Dataset records:
------
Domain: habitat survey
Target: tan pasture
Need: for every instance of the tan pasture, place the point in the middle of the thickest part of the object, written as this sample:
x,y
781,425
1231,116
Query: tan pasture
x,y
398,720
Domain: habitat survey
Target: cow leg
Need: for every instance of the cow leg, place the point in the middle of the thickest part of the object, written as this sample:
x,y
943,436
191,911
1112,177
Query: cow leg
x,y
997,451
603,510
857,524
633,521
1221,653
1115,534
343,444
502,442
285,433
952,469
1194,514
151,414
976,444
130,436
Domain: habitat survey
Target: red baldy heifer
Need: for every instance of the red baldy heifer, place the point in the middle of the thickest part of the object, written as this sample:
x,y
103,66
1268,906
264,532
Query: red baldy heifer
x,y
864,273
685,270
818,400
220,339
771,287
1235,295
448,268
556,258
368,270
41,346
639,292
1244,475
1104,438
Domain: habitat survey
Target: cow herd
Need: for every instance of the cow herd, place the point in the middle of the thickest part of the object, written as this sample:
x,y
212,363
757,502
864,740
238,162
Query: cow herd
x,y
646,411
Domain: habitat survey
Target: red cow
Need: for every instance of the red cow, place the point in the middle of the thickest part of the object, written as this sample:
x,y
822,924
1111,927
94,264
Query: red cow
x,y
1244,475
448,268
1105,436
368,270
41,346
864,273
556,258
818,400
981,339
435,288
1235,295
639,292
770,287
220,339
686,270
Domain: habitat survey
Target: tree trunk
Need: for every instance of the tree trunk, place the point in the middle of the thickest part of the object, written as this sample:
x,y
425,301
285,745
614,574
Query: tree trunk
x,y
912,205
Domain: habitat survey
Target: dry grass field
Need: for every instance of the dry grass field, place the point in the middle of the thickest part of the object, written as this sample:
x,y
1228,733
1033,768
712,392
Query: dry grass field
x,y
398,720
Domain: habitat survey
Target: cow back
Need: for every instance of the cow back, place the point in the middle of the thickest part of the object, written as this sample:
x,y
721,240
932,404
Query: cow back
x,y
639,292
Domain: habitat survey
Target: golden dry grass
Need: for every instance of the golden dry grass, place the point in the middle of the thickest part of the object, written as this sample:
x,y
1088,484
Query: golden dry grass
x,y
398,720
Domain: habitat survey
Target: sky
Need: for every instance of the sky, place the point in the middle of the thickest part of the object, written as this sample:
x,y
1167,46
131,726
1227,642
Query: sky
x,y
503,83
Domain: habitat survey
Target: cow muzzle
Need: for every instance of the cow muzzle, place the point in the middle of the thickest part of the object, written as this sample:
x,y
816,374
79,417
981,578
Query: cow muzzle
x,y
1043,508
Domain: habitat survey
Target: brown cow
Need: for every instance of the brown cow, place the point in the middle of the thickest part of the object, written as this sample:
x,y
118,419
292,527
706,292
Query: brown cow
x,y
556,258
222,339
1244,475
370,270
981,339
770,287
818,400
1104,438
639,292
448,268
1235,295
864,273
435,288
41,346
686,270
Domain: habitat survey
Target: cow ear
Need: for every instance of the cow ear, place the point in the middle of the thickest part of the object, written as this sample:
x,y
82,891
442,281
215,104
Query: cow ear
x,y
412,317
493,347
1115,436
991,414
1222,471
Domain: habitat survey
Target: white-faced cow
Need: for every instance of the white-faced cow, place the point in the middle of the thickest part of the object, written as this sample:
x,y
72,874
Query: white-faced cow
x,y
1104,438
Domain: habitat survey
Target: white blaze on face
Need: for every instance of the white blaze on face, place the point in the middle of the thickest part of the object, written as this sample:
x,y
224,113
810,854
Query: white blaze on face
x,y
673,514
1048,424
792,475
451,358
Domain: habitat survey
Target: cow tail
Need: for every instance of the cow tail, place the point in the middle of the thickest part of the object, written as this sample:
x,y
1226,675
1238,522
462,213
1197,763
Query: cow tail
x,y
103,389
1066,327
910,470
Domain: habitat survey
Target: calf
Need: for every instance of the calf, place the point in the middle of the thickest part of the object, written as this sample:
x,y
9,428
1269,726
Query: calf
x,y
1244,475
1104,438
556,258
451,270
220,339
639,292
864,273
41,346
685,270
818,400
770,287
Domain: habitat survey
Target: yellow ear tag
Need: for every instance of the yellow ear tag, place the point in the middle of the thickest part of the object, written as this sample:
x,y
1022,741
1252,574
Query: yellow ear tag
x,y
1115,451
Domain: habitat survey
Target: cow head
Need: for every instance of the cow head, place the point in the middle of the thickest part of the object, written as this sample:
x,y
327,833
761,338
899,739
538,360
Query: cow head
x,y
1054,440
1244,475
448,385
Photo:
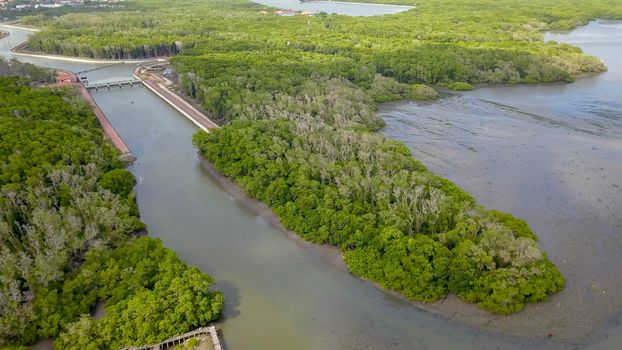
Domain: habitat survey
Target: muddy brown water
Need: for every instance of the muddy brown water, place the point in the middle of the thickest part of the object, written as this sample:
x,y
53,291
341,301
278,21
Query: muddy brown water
x,y
511,151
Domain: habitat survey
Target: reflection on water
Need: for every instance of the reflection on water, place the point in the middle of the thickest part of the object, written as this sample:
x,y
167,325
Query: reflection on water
x,y
551,154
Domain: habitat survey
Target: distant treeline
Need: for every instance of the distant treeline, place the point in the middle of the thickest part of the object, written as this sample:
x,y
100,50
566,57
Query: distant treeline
x,y
298,96
68,224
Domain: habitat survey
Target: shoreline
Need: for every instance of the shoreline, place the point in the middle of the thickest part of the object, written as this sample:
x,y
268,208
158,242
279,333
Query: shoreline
x,y
357,3
27,53
14,25
445,307
450,308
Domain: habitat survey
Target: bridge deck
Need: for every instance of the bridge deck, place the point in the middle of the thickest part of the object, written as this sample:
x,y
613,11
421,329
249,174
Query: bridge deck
x,y
185,108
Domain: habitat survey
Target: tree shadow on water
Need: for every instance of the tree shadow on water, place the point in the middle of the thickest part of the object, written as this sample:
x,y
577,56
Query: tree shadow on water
x,y
232,299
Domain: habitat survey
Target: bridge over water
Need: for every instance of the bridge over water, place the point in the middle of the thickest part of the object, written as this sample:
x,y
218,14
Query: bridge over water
------
*WORK TO COMPLETE*. Select each line from the records above that contains the word "white".

*CORRECT OUTPUT*.
Target: white-faced cow
Need: for every instance of the white-faced cow, place the point in the middle of the thickest part of the object, written as this sample:
Query: white-faced cow
Target: white blaze on face
Need: for every instance of the white blaze on face, place the point in the middle of the thickest part of the object, written as this sample:
Query: white blaze on face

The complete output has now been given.